Data for the task:
========================================================================
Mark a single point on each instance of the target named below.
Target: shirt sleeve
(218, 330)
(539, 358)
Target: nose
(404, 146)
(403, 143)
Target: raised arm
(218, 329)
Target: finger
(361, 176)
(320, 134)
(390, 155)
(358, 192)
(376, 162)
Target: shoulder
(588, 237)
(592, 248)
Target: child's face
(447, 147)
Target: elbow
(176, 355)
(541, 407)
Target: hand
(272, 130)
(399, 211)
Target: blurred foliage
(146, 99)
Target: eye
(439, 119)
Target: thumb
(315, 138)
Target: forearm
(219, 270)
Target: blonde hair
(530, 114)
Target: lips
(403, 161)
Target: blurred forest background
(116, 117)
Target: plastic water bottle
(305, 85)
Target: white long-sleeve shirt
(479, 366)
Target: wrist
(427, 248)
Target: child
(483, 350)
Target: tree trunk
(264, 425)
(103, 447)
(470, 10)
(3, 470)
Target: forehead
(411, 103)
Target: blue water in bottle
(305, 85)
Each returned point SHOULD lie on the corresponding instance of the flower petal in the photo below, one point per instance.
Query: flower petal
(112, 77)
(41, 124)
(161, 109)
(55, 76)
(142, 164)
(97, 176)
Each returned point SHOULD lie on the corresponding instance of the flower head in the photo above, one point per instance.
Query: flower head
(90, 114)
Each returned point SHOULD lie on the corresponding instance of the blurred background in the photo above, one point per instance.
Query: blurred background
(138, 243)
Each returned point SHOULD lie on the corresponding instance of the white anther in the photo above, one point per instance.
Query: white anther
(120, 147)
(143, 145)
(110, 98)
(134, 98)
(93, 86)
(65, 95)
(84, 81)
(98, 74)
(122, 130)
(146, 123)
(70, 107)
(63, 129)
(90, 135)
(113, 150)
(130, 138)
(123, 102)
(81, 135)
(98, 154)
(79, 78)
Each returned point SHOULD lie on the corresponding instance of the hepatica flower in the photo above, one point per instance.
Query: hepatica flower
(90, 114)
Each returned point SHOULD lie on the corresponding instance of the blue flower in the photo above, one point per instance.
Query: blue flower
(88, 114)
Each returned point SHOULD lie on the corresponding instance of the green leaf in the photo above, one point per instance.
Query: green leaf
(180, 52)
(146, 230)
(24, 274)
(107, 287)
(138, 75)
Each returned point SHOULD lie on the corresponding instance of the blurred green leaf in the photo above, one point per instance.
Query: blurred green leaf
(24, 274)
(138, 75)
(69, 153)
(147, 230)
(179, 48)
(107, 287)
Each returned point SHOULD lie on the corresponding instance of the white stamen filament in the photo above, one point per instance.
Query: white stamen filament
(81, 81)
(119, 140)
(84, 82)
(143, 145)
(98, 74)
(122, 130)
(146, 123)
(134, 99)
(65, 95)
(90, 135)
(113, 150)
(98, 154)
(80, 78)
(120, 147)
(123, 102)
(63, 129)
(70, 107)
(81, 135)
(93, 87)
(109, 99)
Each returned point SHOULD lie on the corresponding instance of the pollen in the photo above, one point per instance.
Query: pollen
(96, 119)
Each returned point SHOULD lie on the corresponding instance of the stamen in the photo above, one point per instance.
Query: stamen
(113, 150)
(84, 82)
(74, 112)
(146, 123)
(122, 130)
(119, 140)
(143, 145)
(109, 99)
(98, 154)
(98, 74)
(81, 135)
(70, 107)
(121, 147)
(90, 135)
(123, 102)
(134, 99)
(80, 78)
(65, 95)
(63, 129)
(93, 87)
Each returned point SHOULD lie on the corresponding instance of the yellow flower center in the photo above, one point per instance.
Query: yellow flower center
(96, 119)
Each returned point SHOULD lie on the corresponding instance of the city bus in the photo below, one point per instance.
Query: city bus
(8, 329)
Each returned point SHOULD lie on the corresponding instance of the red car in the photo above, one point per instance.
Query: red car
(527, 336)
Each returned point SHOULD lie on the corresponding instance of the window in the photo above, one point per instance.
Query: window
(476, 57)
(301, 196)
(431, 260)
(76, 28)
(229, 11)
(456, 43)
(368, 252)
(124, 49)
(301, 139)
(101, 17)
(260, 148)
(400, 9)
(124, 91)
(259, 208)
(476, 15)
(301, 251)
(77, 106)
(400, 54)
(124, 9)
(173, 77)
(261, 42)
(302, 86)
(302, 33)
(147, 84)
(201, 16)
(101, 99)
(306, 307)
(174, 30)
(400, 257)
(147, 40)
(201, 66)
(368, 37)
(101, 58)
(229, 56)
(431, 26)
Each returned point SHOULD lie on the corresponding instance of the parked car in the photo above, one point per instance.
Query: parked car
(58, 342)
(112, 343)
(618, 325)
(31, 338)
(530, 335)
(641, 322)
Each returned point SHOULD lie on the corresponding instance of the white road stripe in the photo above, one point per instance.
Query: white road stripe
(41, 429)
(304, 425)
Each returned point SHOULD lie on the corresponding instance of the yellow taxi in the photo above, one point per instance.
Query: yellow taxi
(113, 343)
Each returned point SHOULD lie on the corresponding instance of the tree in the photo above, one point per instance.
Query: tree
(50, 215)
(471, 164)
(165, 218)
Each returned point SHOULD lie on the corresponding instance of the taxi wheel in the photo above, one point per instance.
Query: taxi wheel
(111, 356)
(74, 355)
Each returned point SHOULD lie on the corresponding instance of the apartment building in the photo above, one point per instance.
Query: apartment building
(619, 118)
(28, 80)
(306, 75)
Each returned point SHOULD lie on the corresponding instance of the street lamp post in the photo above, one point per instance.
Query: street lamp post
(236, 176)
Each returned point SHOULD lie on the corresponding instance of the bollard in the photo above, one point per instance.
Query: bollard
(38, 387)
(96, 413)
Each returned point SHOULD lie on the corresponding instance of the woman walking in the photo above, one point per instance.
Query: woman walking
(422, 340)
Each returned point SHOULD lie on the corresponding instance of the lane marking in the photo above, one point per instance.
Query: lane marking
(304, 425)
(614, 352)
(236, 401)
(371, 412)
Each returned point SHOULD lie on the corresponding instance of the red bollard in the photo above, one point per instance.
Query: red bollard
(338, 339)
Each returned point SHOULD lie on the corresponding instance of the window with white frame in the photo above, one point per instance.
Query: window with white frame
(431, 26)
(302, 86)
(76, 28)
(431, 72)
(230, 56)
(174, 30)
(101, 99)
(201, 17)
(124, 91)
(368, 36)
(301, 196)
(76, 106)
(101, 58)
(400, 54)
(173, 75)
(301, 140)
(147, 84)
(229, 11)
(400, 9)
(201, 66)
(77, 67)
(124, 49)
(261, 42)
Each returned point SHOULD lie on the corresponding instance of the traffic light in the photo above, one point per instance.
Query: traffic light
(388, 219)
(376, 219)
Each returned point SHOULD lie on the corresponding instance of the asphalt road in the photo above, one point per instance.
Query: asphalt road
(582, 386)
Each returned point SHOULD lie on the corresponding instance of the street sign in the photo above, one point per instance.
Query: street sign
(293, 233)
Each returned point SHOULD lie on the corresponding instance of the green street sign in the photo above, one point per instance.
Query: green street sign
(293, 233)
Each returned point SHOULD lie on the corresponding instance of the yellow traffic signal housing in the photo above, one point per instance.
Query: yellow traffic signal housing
========================================================================
Transcribe all of the material exactly. Omit nothing.

Response for this exercise:
Mark a single point on each instance of the target named below.
Target: shirt sleeve
(218, 330)
(539, 358)
Target: nose
(404, 146)
(403, 143)
Target: raised arm
(218, 329)
Target: finger
(361, 176)
(320, 134)
(390, 155)
(358, 192)
(376, 162)
Target: shoulder
(588, 237)
(592, 248)
Target: child's face
(447, 147)
Target: elbow
(176, 355)
(541, 407)
Target: hand
(272, 130)
(399, 211)
Target: blurred foliage
(146, 99)
Target: eye
(439, 119)
Target: thumb
(315, 138)
Target: forearm
(219, 270)
Target: blonde hair
(530, 114)
Target: lips
(403, 161)
Target: blurred forest background
(116, 117)
Target: plastic water bottle
(305, 85)
Target: white long-sleeve shirt
(479, 366)
Target: wrist
(427, 248)
Target: child
(483, 350)
Target: tree trunk
(264, 425)
(103, 447)
(470, 10)
(3, 470)
Target: forehead
(411, 103)
Target: blue water in bottle
(305, 85)
Each returned point SHOULD lie on the corresponding instance of the flower petal in the photo below, one point per instance.
Query: flower petal
(112, 77)
(41, 124)
(161, 109)
(55, 76)
(142, 164)
(97, 176)
Each returned point SHOULD lie on the corresponding instance of the flower head in the photo above, one point per instance.
Query: flower head
(90, 114)
Each returned point SHOULD lie on the corresponding instance of the blurred background in the photo above, one point per instance.
Query: blurred background
(138, 243)
Each returned point SHOULD lie on the corresponding instance of the white anther in the photo above, one point per instance.
Query: white anther
(120, 147)
(143, 145)
(110, 98)
(134, 98)
(93, 86)
(65, 95)
(84, 81)
(98, 74)
(122, 130)
(146, 123)
(70, 107)
(63, 129)
(90, 135)
(113, 150)
(130, 138)
(123, 102)
(81, 135)
(98, 154)
(79, 78)
Each returned point SHOULD lie on the corresponding instance of the hepatica flower in the photo above, one point per instance.
Query: hepatica flower
(90, 114)
Each returned point SHOULD lie on the corresponding instance of the blue flower in the photo above, one point per instance.
Query: blue flower
(88, 114)
Each returned point SHOULD lie on the corresponding instance of the green leaf in the photo above, one point per instance.
Query: green leaf
(180, 52)
(146, 230)
(24, 274)
(107, 287)
(138, 75)
Each returned point SHOULD lie on the corresponding instance of the blurred green leaf in the photo above, one point per instance.
Query: blurred green leaf
(24, 274)
(138, 75)
(69, 153)
(147, 230)
(179, 48)
(107, 287)
Each returned point SHOULD lie on the corresponding instance of the white stamen filament in the photo above, one point per instance.
Query: white stamen filament
(81, 81)
(119, 140)
(84, 82)
(143, 145)
(98, 74)
(122, 130)
(146, 123)
(134, 99)
(65, 95)
(90, 135)
(113, 150)
(98, 154)
(80, 78)
(120, 147)
(123, 102)
(63, 129)
(70, 107)
(81, 135)
(93, 87)
(109, 99)
Each returned point SHOULD lie on the corresponding instance of the pollen in the photo above, one point per instance.
Query: pollen
(96, 119)
Each returned point SHOULD lie on the corresponding instance of the stamen in the photo above, one point per instance.
Query: stamen
(113, 150)
(84, 82)
(74, 112)
(146, 123)
(122, 130)
(119, 140)
(143, 145)
(109, 99)
(98, 154)
(98, 74)
(81, 135)
(70, 107)
(121, 147)
(90, 135)
(123, 102)
(134, 99)
(80, 78)
(65, 95)
(63, 129)
(93, 87)
Each returned point SHOULD lie on the corresponding instance of the yellow flower center in the photo above, one point per instance.
Query: yellow flower center
(96, 119)
Each returned point SHOULD lie on the corresponding instance of the city bus in the photo below, one point per instance.
Query: city bus
(8, 329)
Each returned point SHOULD lie on the corresponding instance of the red car in the photo above, one point per instance.
Query: red car
(527, 336)
Each returned point SHOULD lie on the corresponding instance of the window in the photo above, one point per instance.
Query: window
(476, 57)
(301, 196)
(431, 260)
(76, 28)
(229, 11)
(456, 43)
(368, 252)
(124, 49)
(301, 139)
(101, 17)
(260, 148)
(400, 9)
(124, 91)
(259, 208)
(476, 15)
(301, 251)
(77, 106)
(400, 54)
(124, 9)
(173, 77)
(261, 42)
(302, 86)
(302, 33)
(147, 84)
(201, 16)
(101, 99)
(306, 307)
(174, 30)
(400, 257)
(147, 40)
(201, 66)
(368, 37)
(101, 58)
(229, 56)
(431, 26)
Each returned point SHOULD lie on the corresponding instance of the parked car in the photo above, one point per instance.
Query: parked car
(58, 342)
(112, 343)
(618, 325)
(31, 338)
(530, 335)
(641, 322)
Each returned point SHOULD lie on the corresponding instance of the white road stripe in the photo above, one point per instance.
Query: white road stripe
(41, 429)
(304, 425)
Each returned point SHOULD lie on the corresponding instance of the yellow taxi in the photo above, one point per instance.
Query: yellow taxi
(113, 343)
Each returned point SHOULD lie on the corresponding instance of the tree in the photo above, one point per instance.
Query: tree
(50, 215)
(471, 164)
(165, 218)
Each returned point SHOULD lie on the corresponding instance of the taxi wheel in the photo above, one point per instance.
Query: taxi wheel
(111, 356)
(74, 355)
Each returned point SHOULD lie on the corresponding instance of the apartment building in the photo above, one point per instance.
Query: apartment building
(619, 118)
(28, 80)
(306, 75)
Each returned point SHOULD lie on the corresponding instance of the street lamp post in the photo above, one point per instance.
Query: street lamp post
(236, 176)
Each returned point SHOULD lie on the corresponding instance of the bollard in the photo above, one point per instance.
Query: bollard
(38, 387)
(96, 413)
Each returned point SHOULD lie on the corresponding instance of the woman walking in the photo above, one point per instance.
Query: woman walking
(422, 340)
Each returned point SHOULD lie on the corresponding instance of the lane marking in the photo above, one point per instance.
Query: lane marking
(304, 425)
(614, 352)
(236, 401)
(371, 412)
Each returned point SHOULD lie on the corresponding instance of the red bollard in the photo above, one point per instance.
Query: red bollard
(338, 339)
Each returned point SHOULD lie on the corresponding instance of the window with white frame in the photo above, one point per instance.
Query: window with white frame
(431, 26)
(302, 86)
(76, 28)
(431, 72)
(230, 56)
(174, 30)
(101, 99)
(201, 17)
(124, 91)
(368, 36)
(301, 196)
(76, 106)
(101, 58)
(400, 54)
(173, 75)
(301, 140)
(147, 84)
(229, 11)
(400, 9)
(201, 66)
(77, 67)
(124, 49)
(261, 42)
Each returned point SHOULD lie on the corresponding instance of the traffic light in the photo above, one point per instance.
Query: traffic light
(388, 219)
(376, 219)
Each returned point SHOULD lie on the corresponding instance of the asphalt road in the photo above, one point per instance.
Query: asphalt road
(582, 386)
Each returned point SHOULD lie on the corresponding instance of the street sign in the photo above, one point per instance.
Query: street sign
(293, 233)
Each returned point SHOULD lie on the corresponding instance of the green street sign in the photo above, one point per instance.
Query: green street sign
(293, 233)
Each returned point SHOULD lie on the corresponding instance of the yellow traffic signal housing in the photo above, one point per instance.
Query: yellow traffic signal housing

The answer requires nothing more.